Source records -
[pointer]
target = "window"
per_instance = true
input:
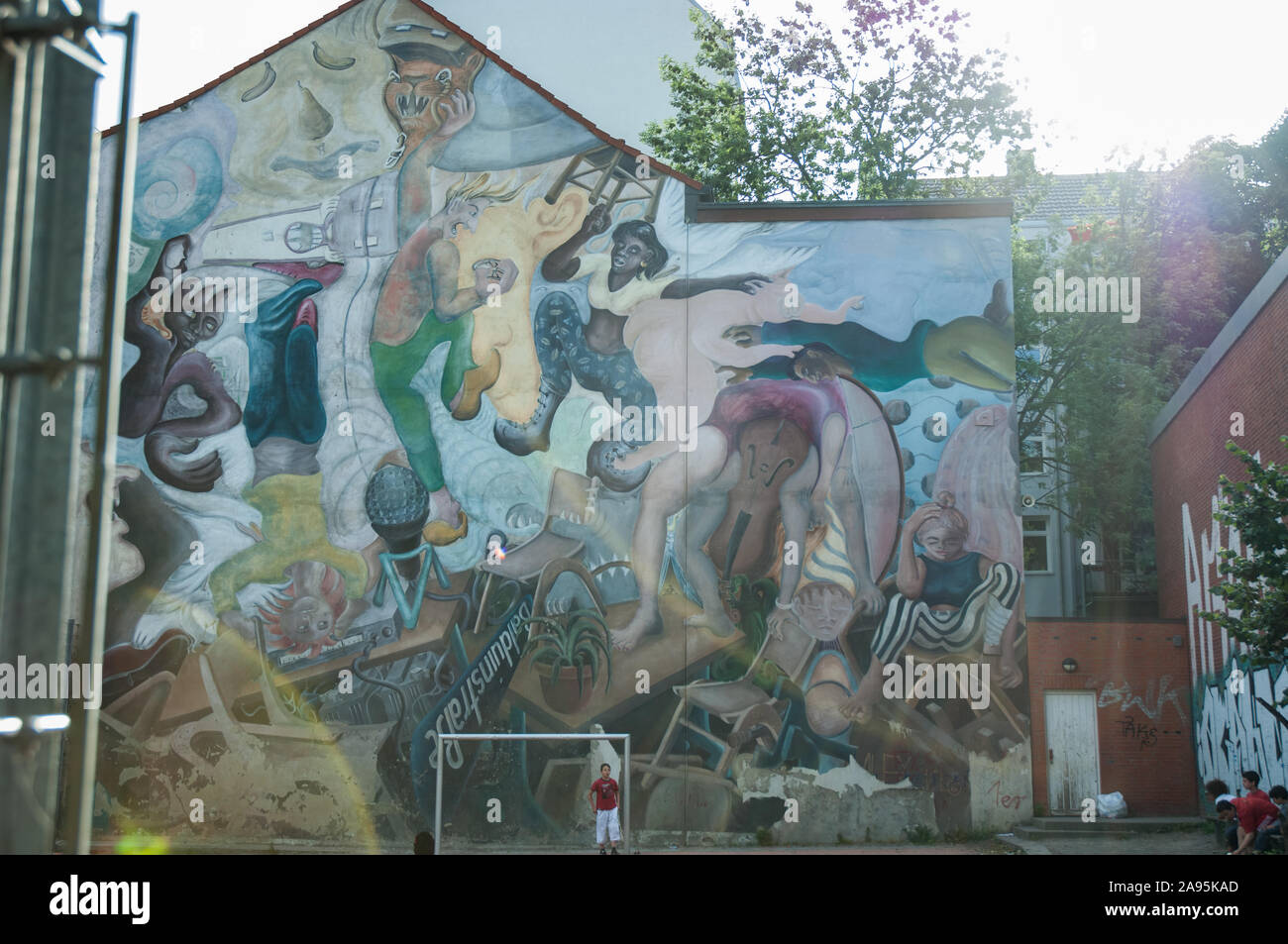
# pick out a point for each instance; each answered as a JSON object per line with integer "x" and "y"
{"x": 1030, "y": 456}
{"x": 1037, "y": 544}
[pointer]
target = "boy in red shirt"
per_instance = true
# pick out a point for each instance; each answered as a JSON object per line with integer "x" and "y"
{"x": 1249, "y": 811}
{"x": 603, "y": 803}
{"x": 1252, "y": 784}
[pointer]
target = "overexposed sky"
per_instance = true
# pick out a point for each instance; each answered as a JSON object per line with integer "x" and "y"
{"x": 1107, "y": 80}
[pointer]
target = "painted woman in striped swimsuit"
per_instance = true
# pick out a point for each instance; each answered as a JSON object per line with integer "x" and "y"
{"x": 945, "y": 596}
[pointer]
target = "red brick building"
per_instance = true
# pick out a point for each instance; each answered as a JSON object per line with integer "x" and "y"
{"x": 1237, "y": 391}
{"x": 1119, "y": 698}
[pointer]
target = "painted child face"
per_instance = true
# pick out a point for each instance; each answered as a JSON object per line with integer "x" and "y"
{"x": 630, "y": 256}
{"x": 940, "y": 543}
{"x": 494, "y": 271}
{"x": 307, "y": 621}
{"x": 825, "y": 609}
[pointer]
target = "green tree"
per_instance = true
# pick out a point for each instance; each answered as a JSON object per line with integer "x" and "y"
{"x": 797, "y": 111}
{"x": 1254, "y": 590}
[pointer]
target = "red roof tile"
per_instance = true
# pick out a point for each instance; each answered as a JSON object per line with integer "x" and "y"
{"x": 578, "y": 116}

About this task -
With the images excluded, reproduce the data above precisely as written.

Solution for this task -
[pointer]
target = "window"
per_instance = true
input:
# pick out a point for each instance; each answered as a JSON object per line with integer "x" and "y"
{"x": 1030, "y": 456}
{"x": 1037, "y": 544}
[pointer]
target = "boy in red shirt"
per_instance = true
# pick out a point for each instance; each answered as a JSON object per line with integer "x" and "y"
{"x": 1249, "y": 811}
{"x": 603, "y": 803}
{"x": 1252, "y": 784}
[pointer]
target = "overexposed sky"
per_instance = true
# pick out a point for each instance; each answered as a JSON object per line with integer "x" and "y"
{"x": 1107, "y": 80}
[pointer]
target = "painted woman in striped swimsuit"
per_instance = true
# pick out a point for each instance; each answered as a JSON object per line with integer "x" and "y"
{"x": 945, "y": 596}
[pointer]
target = "red brick building"
per_instance = true
# pick out a point for each instance; each answered as a JSON object per line with integer "x" and "y"
{"x": 1237, "y": 391}
{"x": 1119, "y": 698}
[pointer]
target = "painted child face"
per_instance = true
# pick out a point for each instance; each answered as a JSON object per line with integer "x" and "y"
{"x": 630, "y": 256}
{"x": 940, "y": 543}
{"x": 494, "y": 271}
{"x": 307, "y": 621}
{"x": 825, "y": 609}
[pointer]
target = "green tree"
per_instance = true
# pick out a point for each instance; each answered as a JSON object per line with integer "x" and "y"
{"x": 797, "y": 111}
{"x": 1254, "y": 590}
[pointer]
target = "red roof tile"
per_instance = true
# pick out a point for each instance; each answered as a JSON object per line with integer "x" and "y"
{"x": 578, "y": 116}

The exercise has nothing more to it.